[Aim of the exercise]
Reproduce the rows below character for character, leaving out the pictures.

[Records for processing]
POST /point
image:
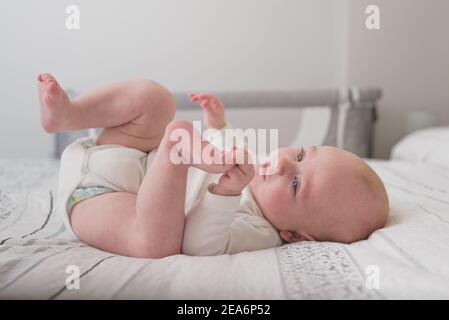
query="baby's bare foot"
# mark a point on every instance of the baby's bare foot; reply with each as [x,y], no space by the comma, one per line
[54,103]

[Full solution]
POST /point
image:
query="baby's bare foot"
# mark a point on every instance of the baby's bare foot; reply with each as [x,y], no space by the comma, one per line
[54,103]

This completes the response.